After an evaluation, GNOME has moved from Bugzilla to GitLab. Learn more about GitLab.
No new issues can be reported in GNOME Bugzilla anymore.
To report an issue in a GNOME project, go to GNOME GitLab.
Do not go to GNOME Gitlab for: Bluefish, Doxygen, GnuCash, GStreamer, java-gnome, LDTP, NetworkManager, Tomboy.
Bug 112222 - poll problem (busy loop)
poll problem (busy loop)
Status: RESOLVED FIXED
Product: glib
Classification: Platform
Component: general
2.2.x
Other Linux
: Normal normal
: ---
Assigned To: gtkdev
gtkdev
: 145225 (view as bug list)
Depends on:
Blocks: 51157
 
 
Reported: 2003-05-04 17:42 UTC by Christian Krause
Modified: 2004-12-22 21:47 UTC
See Also:
GNOME target: ---
GNOME version: ---


Attachments
small hack to solve the issue (1.34 KB, patch)
2003-05-04 17:45 UTC, Christian Krause
none Details | Review
Attempt at afix (5.04 KB, patch)
2003-06-02 19:25 UTC, Owen Taylor
none Details | Review
New version of patch with a bug-fix (5.15 KB, patch)
2003-06-03 23:23 UTC, Owen Taylor
none Details | Review

Description Christian Krause 2003-05-04 17:42:35 UTC
While debugging a strange problem in galeon
(http://bugzilla.gnome.org/show_bug.cgi?id=51157) we have found a bug in glib:

In short: galeon takes nearly 100% CPU time when showing modal dialogs.

Galeon start the main event processing loop. This loop is part of
the glib library and monitors a set of so called "sources" for events. Most
sources are represented by one or more filedescriptors. The events are sent
by other threads or processes and will be handled by event handlers.

Waiting for events on filedescriptors is realized by calling poll() on the 
filedescriptor set. If data is available on one filedescriptor, the
corresponding event handler of the source holding this filedescriptor is
called. 

Some event handlers are reentrant and may be called recursively others not. 
This is stated by the flag G_SOURCE_CAN_RECURSE. 

The problem is, that it is possible (and occurs in galeon) that a second
recursive mainloop is started (e.g. via gtk_dialog_run) during the
execution of an event handler which is not reentrant. If more data is
available on the corresponding filedescriptor during execution of this
second recursive mainloop, the event handler cannot be started because it
has not set G_SOURCE_CAN_RECURSE. The filedescriptor is still in the
pollset. But this will have a very nasty effect: The next call to poll will
return immediately since the waiting data is still there. As poll is called
in a loop we now have a busy loop that ends when the second main loop
finishes (i.e. the dialog gets closed).

Data rows ::
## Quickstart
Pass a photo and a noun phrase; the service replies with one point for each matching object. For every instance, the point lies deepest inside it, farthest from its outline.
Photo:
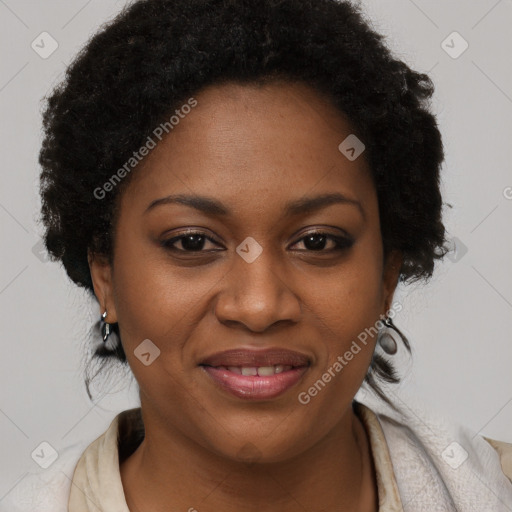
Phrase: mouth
(256, 375)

Task list ::
• A. Say whether each statement agrees with the glib bug report, answering yes or no and quoting the words of the report that decide it: (i) Christian Krause reported the bug on 2003-05-04; (ii) the product listed for the bug is GTK; (iii) the busy loop lasts until the second main loop finishes.
• B. Write the next part of the glib bug report, picking up after its final sentence.
The rows are not used here.

Responses for each task ::
• A.
(i) Yes: "Reported: 2003-05-04 17:42 UTC by Christian Krause"
(ii) No: "Product: glib"
(iii) Yes: "we now have a busy loop that ends when the second main loop finishes"

• B.
The fix for this is rather simple: Exclude all filedescriptors of monitored
sources that will result in executing an event handler that is currently in
execution state and may not be called recursively. The included patch for
glib-2.2.1 is not very efficient but works. We think that a more efficient
solution is possible by modifying some datastructures of glib. But this
part we leave to the glib programmers.


Christian & Ron
Comment 1 Christian Krause 2003-05-04 17:45:21 UTC
Created attachment 16254 [details] [review]
small hack to solve the issue
Comment 2 Owen Taylor 2003-06-02 19:25:32 UTC
Created attachment 17067 [details] [review]
Attempt at afix
Comment 3 Owen Taylor 2003-06-02 19:31:36 UTC
Could you test the patch I've attached; it takes a somewhat
different approach.
 
 - Your patch: for each file descriptor, search for it
   blocked sources before adding it to poll()

 - Your suggestion: keep a reverse mapping from file descriptor
   to source().

 - My patch: when blocking a source, remove it from the global
   file descriptor list; add it back afterwards.

Your suggestion would be more time efficient, but would require
some considerable more complexity in the list of poll descriptors,
since we can't add a field to GPollFD, so I think I like this
better.

(The patch also contains a fix for bug 114274 which I noticed
when writing the patch) 
Comment 4 Owen Taylor 2003-06-03 23:23:31 UTC
Created attachment 17116 [details] [review]
New version of patch with a bug-fix
Comment 5 Owen Taylor 2003-06-06 03:55:59 UTC
Thu Jun  5 23:40:31 2003  Owen Taylor  <otaylor@redhat.com>
 
        * glib/gmain.c: When dispatching a source that is
        !CAN_RECURSE, temporarily remove any file descriptors
        that that source has registered from the main loop, to keep
        recursive main loops from busy-waiting if input
        becomes available on one of those file descriptors.
        (#112222, Christian Krause)

[ and Ron who? ]
Comment 6 Christian Persch 2004-03-19 16:28:44 UTC
This bug is back (see Epiphany bug 137617).

It looks like the checkin from bug 50296 (gmain.c rev 1.101 -> 1.102)
effectively backed out the patch from this bug.
http://bugzilla.gnome.org/showattachment.cgi?attach_id=18402 from
50296 didn't revert this, the next patch
http://bugzilla.gnome.org/showattachment.cgi?attach_id=23330 does -- I
don't know if this was intentional or not.
Comment 7 Owen Taylor 2004-03-19 20:26:12 UTC
Thanks for catching it - completely not intentional

Fri Mar 19 15:21:09 2004  Owen Taylor  <otaylor@redhat.com>
                                                                     
          
        * glib/gmain.c: Fix the accidental revert of the
        fixes from #112222 that happened when the GChildWatch
        code was added. (Caught by Christian Persch)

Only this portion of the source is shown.